SELECTED TEXT
+ + + + +

# Ticket for no helmet in Chiang Mai



## 12345les (Oct 5, 2012)

My friend in ch rai registered
My bike for me I live in ch Mai where I got a ticket for no helmet. will this ticket be sent to my friend in ch rai and make a problem for her?
Will it affect my application
For retirement visa? Les



Lb


----------



## Song_Si (Jun 11, 2010)

^ who has the actual ticket now? 500 baht is the usual I think - can it be paid? Seems the easiest way out.

As for any links between a minor traffic fine and Immigration - I'd say 'no chance at all' of it being notified to them, or impacting on visa application - not an Interpol matter yet!!

*******

When we moved to our town on the 2nd or 3rd day a local policeman visited - 'welcome to our town' , told us where the police station was, followed by a reminder to always wear my helmet as they are aiming for 100%, and a suggestion we re-register the motorbike and get rid of the Phuket registration plate. Well I always wear my helmet, but at a guess 40% of the locals do not!

+ + + + +

Dataset entries
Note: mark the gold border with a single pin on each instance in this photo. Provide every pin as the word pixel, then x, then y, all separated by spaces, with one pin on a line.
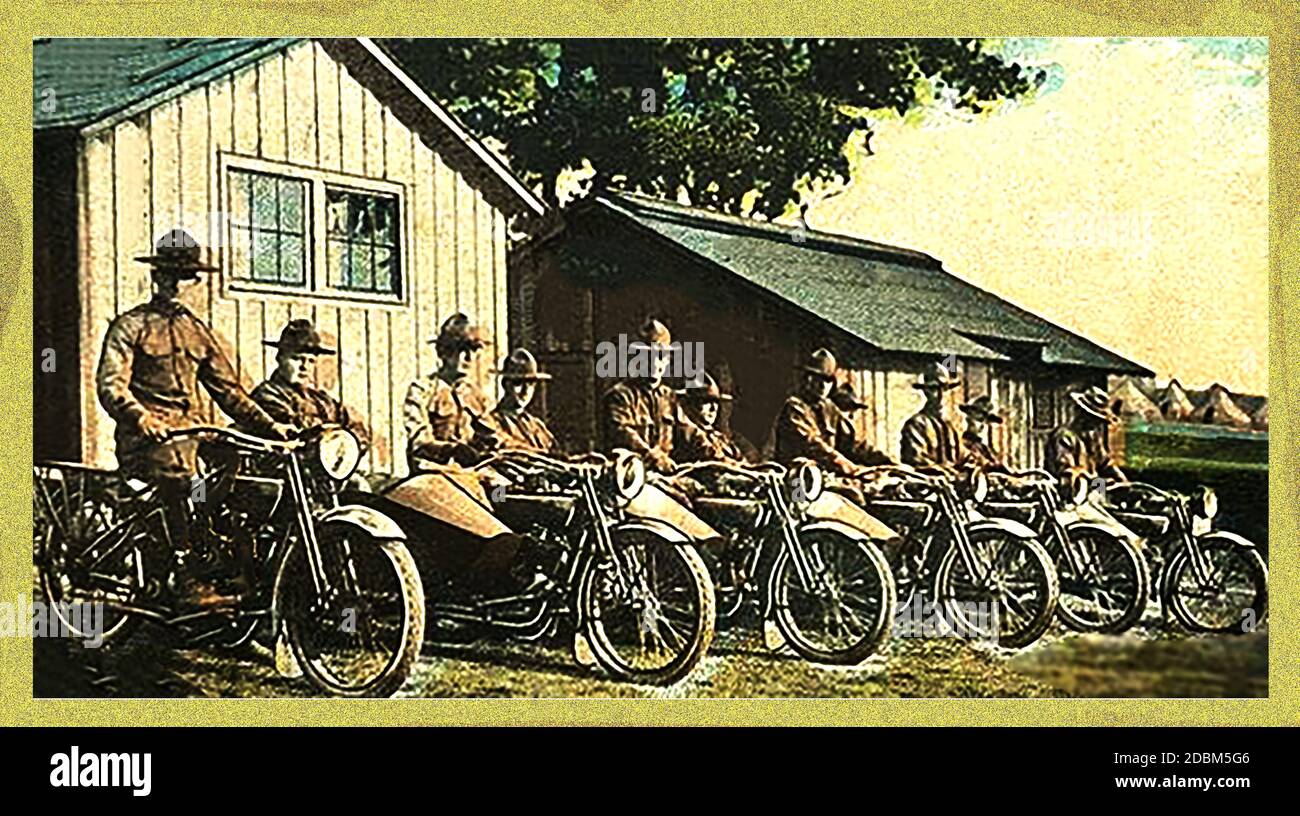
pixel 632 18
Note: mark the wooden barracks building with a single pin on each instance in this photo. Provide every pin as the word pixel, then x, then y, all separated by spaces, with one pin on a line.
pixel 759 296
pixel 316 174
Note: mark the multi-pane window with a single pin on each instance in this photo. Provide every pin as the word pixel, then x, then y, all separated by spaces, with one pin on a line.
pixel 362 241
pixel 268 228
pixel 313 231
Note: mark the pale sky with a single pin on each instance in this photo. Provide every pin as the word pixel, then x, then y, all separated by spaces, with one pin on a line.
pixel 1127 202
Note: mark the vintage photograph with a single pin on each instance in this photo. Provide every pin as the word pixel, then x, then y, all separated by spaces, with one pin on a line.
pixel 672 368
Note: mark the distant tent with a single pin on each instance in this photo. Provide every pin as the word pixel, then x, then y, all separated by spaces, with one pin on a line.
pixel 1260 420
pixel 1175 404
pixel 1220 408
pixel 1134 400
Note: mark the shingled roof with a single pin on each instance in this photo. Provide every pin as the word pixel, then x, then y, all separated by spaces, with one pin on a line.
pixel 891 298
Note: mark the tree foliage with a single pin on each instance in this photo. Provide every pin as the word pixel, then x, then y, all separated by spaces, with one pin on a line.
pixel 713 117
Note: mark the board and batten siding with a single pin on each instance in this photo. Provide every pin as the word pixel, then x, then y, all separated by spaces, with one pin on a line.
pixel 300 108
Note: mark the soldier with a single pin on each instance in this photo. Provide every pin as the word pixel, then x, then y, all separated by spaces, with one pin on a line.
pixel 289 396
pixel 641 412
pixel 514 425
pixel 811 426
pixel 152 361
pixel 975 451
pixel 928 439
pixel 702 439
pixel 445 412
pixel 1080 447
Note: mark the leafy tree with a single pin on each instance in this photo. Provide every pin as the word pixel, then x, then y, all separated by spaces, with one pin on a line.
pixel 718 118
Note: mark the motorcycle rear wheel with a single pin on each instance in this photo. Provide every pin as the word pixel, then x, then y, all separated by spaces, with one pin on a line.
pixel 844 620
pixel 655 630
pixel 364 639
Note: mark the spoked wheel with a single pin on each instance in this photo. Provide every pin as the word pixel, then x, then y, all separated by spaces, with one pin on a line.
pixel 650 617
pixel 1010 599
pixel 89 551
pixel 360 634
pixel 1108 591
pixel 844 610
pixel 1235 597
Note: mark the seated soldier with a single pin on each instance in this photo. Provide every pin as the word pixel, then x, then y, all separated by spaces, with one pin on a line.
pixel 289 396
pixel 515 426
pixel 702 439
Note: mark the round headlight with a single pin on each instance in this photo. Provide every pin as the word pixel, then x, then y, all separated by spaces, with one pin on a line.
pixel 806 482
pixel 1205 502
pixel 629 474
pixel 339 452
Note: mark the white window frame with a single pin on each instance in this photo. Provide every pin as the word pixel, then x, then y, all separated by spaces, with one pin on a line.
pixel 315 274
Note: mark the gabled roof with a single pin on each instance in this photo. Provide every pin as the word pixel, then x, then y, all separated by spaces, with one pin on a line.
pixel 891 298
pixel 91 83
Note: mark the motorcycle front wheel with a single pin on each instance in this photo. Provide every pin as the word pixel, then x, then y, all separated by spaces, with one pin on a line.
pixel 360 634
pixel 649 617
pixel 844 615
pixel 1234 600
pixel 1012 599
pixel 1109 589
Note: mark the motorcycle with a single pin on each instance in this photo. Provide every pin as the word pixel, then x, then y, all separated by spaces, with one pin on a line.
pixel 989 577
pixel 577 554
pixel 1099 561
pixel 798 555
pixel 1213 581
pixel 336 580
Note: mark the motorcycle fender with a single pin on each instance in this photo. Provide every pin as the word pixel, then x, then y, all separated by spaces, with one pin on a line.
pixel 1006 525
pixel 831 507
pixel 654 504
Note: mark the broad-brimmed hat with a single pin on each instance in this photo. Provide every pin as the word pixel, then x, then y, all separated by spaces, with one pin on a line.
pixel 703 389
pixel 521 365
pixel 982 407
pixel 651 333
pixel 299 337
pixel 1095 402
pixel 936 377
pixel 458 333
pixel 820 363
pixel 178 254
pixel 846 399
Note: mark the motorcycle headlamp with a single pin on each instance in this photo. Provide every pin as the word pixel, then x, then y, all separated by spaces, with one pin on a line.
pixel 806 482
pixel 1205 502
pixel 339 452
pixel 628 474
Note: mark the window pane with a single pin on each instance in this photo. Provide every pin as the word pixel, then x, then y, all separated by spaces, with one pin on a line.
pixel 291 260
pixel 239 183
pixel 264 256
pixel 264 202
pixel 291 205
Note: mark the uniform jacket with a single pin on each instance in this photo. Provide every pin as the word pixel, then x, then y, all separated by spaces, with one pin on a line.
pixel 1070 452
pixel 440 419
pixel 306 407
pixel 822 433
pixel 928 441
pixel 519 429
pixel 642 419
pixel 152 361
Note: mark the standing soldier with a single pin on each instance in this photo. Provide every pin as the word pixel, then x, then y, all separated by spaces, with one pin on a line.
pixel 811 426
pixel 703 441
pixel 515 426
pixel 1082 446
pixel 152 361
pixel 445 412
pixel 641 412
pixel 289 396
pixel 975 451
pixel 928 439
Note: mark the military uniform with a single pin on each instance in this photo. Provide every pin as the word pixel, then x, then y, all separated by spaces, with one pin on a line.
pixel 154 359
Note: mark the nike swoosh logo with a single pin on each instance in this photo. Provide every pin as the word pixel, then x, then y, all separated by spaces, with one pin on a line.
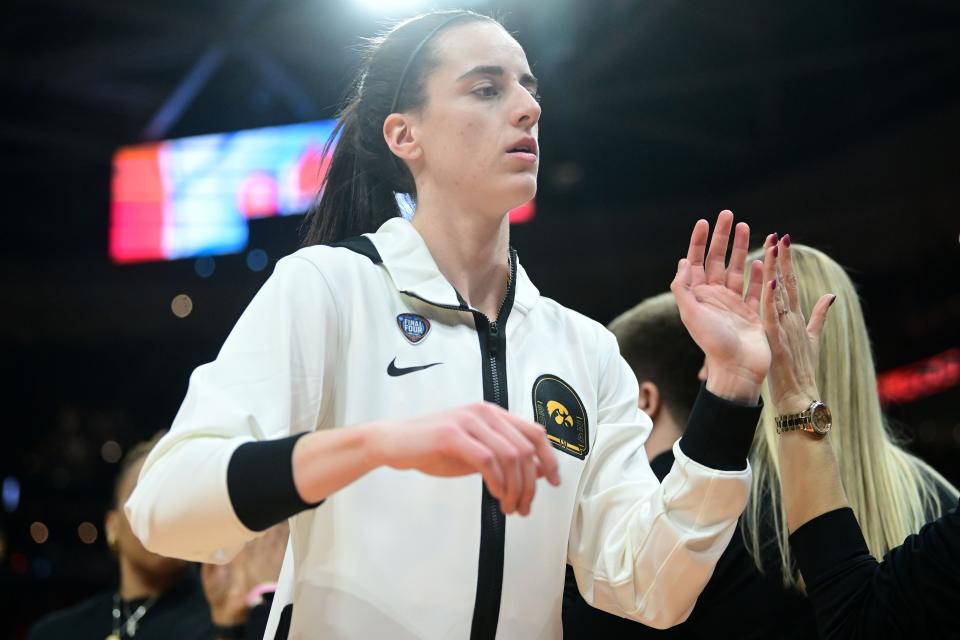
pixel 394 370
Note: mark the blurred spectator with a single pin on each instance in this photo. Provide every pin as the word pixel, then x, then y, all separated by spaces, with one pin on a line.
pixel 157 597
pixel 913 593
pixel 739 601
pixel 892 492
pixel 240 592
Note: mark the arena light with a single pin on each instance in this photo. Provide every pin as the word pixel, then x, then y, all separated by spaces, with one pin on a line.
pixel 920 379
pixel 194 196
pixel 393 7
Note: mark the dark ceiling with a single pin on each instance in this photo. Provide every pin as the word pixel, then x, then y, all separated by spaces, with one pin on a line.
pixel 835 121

+ + + + +

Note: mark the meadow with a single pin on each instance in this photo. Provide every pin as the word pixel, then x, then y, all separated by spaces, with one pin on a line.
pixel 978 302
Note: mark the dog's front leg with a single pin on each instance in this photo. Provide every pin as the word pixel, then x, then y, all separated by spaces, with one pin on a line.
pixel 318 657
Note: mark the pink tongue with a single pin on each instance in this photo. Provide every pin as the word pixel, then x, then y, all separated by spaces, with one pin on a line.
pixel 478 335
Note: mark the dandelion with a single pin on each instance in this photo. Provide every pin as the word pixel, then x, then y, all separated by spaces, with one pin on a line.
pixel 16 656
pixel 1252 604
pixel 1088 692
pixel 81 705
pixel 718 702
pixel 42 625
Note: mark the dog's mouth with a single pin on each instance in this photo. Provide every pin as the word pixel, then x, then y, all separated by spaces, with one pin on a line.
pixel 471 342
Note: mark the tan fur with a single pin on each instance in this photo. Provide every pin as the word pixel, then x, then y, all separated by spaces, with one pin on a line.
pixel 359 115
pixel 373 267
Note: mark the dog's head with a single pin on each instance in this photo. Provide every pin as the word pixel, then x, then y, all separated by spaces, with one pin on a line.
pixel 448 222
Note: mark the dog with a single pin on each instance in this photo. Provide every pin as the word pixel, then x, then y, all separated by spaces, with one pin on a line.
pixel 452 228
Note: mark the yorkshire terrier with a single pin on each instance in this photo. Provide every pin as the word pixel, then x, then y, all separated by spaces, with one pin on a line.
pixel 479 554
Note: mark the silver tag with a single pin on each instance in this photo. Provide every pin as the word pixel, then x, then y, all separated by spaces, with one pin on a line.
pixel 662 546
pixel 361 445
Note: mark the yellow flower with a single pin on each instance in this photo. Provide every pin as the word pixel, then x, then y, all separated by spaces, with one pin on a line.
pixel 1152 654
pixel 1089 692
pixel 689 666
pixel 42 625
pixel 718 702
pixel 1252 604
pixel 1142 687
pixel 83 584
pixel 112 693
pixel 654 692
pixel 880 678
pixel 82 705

+ + + + +

EXERCISE TASKS
1 – In the helmet ticket thread, what amount does Song_Si think is the usual fine?
2 – Please rewrite the paragraph of the helmet ticket thread that begins "When we moved to our town" as a bulleted list that keeps its main facts.

ANSWERS FOR THE EXERCISE
1 – 500 baht.

2 –
- On the 2nd or 3rd day after the move, a local policeman visited.
- He welcomed them to the town and told them where the police station was.
- He reminded the writer to always wear a helmet, as the police are aiming for 100%.
- He suggested re-registering the motorbike and getting rid of the Phuket registration plate.
- The writer always wears a helmet but guesses that 40% of the locals do not.